▸ Trecho fornecido
───

Seguem os debates sobre as novas debêntures de infraestrutura
Incertezas macroeconômicas, juros altos e falta de clareza regulatória retardam o teste do instrumento no mercado
5 de maio de 2025Infraestrutura
Por Belén Palkovsky
Executivos de destaque dos mais diversos setores da infraestrutura brasileira reuniram-se em São Paulo para um encontro reservado a membros do GRI Club, com foco no panorama atual das debêntures de infraestrutura e das debêntures incentivadas. Durante o debate, tanto investidores quanto emissores abordaram questões normativas e regulatórias que impactam a estruturação e emissão desses títulos, além de estratégias para mitigar os efeitos das altas taxas de juros.
As debêntures vêm se consolidando como instrumento-chave para o financiamento da infraestrutura no Brasil. Emitidas por empresas com o objetivo de captar recursos no mercado, elas ganharam impulso graças a incentivos fiscais e avanços regulatórios - em especial, com a promulgação da Lei nº 14.801/2024, que marcou uma virada ao ampliar a atratividade do instrumento, sobretudo para os emissores.
Ao contrário das debêntures incentivadas, instituídas pela Lei nº 12.431/2011 e voltadas ao investidor - com isenção do imposto de renda sobre os rendimentos -, as debêntures de infraestrutura da nova lei permitem que as empresas deduzam 30% dos juros pagos na apuração do Lucro Real e da CSLL, reduzindo, assim, o custo efetivo da dívida. O benefício, portanto, não impacta o rendimento do investidor, mas sim a carga tributária da companhia emissora.
Até 2024, as debêntures incentivadas desempenharam papel relevante no financiamento de projetos em setores como energia e transportes. Agora, o escopo foi ampliado para incluir saneamento básico, telecomunicações, mobilidade urbana e infraestrutura social (como educação e saúde), embora as portarias ministeriais que regulamentam a emissão para alguns desses setores ainda estejam pendentes.

───

▸ Problema a resolver
Transcreva sem nenhuma alteração, do texto sobre as debêntures de infraestrutura, tudo o que vai de "Ao contrário das" até "ainda estejam pendentes.".

▸ Entradas de anotação com caixas delimitadoras
───

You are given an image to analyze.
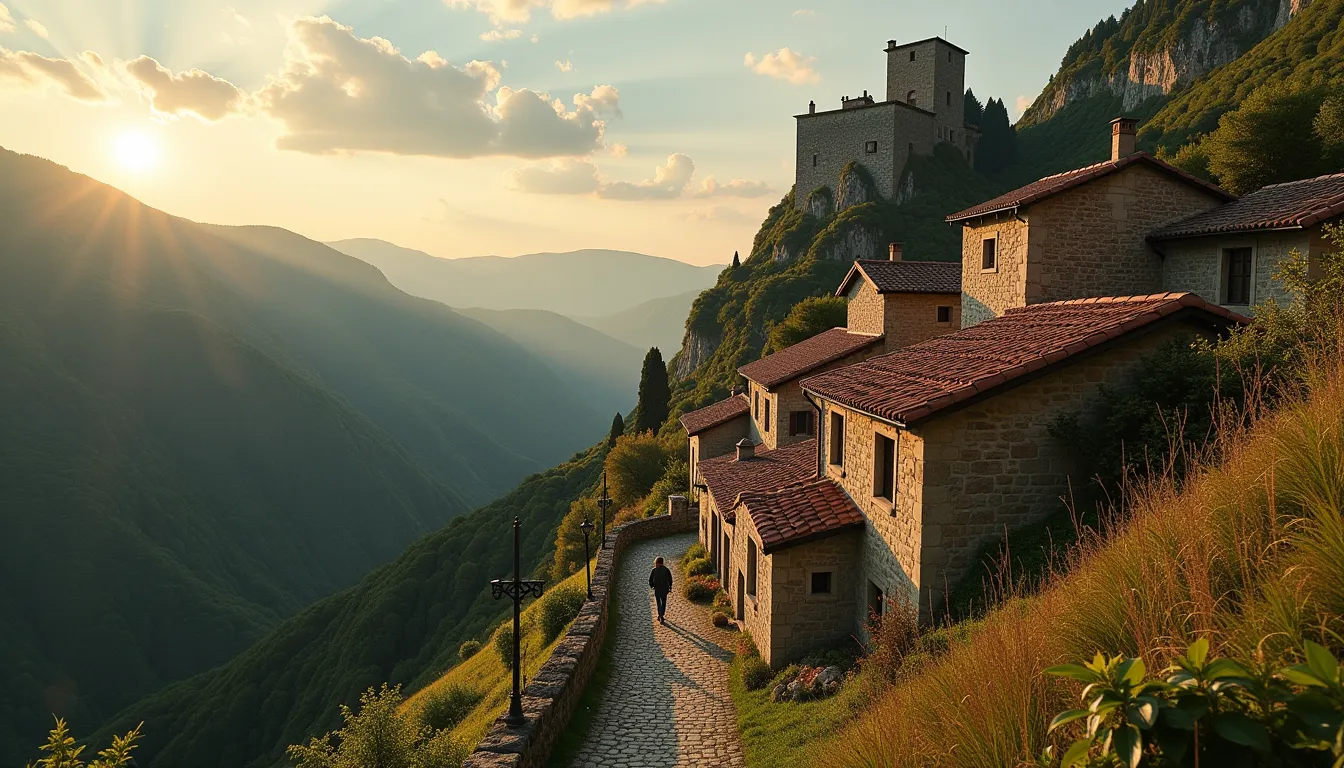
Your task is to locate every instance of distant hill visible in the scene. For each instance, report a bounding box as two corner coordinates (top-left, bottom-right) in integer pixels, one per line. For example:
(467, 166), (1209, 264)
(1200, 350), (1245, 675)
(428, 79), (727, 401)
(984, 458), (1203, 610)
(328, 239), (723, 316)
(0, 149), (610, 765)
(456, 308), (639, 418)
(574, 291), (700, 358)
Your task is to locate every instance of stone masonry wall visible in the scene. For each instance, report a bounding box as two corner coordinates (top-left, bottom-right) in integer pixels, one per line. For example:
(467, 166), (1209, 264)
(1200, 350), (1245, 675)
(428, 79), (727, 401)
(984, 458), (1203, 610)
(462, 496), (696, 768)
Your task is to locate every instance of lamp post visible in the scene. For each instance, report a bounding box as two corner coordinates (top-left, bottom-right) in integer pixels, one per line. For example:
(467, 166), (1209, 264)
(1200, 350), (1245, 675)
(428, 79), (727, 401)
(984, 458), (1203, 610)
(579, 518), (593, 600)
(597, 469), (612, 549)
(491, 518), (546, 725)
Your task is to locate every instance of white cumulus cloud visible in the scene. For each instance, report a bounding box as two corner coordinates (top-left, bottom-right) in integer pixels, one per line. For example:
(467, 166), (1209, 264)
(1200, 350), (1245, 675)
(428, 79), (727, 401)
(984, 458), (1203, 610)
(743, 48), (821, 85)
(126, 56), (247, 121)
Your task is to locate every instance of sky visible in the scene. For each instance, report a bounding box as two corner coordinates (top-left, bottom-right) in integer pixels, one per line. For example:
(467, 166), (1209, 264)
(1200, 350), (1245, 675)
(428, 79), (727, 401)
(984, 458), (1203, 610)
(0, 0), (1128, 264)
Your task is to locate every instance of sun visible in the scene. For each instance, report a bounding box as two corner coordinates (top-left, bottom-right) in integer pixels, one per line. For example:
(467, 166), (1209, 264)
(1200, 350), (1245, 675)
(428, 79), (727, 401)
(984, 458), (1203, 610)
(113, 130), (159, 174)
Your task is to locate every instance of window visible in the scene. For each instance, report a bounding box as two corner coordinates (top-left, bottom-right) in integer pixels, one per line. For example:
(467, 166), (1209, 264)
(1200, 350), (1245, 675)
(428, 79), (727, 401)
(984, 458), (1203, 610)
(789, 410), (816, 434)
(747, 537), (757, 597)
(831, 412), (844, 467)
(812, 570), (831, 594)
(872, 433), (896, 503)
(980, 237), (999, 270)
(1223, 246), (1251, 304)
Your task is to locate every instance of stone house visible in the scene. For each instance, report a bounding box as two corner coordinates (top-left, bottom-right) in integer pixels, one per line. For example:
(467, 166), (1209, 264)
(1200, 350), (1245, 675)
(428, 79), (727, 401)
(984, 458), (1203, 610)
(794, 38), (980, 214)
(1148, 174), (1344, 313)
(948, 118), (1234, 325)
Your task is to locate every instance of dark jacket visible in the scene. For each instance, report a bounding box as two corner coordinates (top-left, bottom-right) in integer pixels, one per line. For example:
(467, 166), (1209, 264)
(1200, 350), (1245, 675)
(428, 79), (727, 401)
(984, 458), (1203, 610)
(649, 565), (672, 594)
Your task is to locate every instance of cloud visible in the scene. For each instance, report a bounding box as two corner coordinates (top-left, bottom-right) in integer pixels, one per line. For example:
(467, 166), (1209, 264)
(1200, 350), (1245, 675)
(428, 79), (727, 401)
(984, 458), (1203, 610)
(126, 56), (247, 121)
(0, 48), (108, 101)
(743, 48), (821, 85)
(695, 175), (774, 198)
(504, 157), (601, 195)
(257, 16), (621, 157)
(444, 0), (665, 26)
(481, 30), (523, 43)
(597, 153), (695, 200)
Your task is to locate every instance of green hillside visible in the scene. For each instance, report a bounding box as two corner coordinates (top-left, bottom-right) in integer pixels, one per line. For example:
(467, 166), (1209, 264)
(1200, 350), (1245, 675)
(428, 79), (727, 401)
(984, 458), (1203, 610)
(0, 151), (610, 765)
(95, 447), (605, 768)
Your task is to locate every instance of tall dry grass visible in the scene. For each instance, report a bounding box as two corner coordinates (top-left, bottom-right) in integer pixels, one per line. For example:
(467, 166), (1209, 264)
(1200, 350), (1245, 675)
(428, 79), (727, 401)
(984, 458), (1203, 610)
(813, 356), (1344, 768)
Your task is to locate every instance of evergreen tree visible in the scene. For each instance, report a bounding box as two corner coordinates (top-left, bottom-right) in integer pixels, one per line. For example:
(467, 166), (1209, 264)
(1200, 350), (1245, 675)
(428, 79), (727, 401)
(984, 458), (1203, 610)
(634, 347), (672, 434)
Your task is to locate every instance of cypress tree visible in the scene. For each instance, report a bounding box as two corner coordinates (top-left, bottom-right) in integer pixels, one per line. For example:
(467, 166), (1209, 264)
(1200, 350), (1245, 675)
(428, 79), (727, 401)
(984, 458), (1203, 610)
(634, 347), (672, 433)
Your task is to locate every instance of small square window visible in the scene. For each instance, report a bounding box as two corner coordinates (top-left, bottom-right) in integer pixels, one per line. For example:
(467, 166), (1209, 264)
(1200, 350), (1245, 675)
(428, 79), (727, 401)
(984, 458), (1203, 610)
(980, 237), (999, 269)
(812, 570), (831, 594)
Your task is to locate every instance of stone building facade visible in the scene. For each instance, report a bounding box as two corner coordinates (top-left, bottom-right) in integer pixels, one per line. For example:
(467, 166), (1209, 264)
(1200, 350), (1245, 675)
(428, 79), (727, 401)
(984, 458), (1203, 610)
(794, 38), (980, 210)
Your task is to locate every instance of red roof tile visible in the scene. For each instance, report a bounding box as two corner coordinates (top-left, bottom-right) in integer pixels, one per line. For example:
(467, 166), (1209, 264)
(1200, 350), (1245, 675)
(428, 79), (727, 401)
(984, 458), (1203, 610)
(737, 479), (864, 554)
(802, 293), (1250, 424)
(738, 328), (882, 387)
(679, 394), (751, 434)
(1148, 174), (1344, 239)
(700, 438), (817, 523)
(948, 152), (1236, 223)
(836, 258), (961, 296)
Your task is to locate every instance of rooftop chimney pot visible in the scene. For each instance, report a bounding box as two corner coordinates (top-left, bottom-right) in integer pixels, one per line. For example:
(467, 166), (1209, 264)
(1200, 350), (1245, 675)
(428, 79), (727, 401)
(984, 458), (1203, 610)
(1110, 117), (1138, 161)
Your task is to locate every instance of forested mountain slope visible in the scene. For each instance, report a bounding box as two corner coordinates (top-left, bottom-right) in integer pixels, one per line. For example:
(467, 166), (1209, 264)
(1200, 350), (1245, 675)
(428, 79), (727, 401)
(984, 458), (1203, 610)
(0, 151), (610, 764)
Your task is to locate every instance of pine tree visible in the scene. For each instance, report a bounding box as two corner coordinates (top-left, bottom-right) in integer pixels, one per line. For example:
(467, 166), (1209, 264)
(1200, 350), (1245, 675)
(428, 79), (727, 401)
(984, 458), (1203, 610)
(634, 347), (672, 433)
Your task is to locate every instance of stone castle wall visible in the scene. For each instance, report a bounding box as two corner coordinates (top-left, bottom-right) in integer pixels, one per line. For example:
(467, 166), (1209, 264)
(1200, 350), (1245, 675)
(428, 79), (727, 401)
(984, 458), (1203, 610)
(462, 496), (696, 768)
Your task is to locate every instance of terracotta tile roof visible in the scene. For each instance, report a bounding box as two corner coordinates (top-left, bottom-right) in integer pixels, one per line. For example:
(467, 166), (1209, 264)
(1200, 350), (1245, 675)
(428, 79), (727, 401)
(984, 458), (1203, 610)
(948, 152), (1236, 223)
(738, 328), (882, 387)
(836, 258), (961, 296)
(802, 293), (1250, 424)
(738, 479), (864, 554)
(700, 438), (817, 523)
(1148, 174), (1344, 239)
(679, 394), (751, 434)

───

▸ Solução do exercício
Ao contrário das debêntures incentivadas, instituídas pela Lei nº 12.431/2011 e voltadas ao investidor - com isenção do imposto de renda sobre os rendimentos -, as debêntures de infraestrutura da nova lei permitem que as empresas deduzam 30% dos juros pagos na apuração do Lucro Real e da CSLL, reduzindo, assim, o custo efetivo da dívida. O benefício, portanto, não impacta o rendimento do investidor, mas sim a carga tributária da companhia emissora.
Até 2024, as debêntures incentivadas desempenharam papel relevante no financiamento de projetos em setores como energia e transportes. Agora, o escopo foi ampliado para incluir saneamento básico, telecomunicações, mobilidade urbana e infraestrutura social (como educação e saúde), embora as portarias ministeriais que regulamentam a emissão para alguns desses setores ainda estejam pendentes.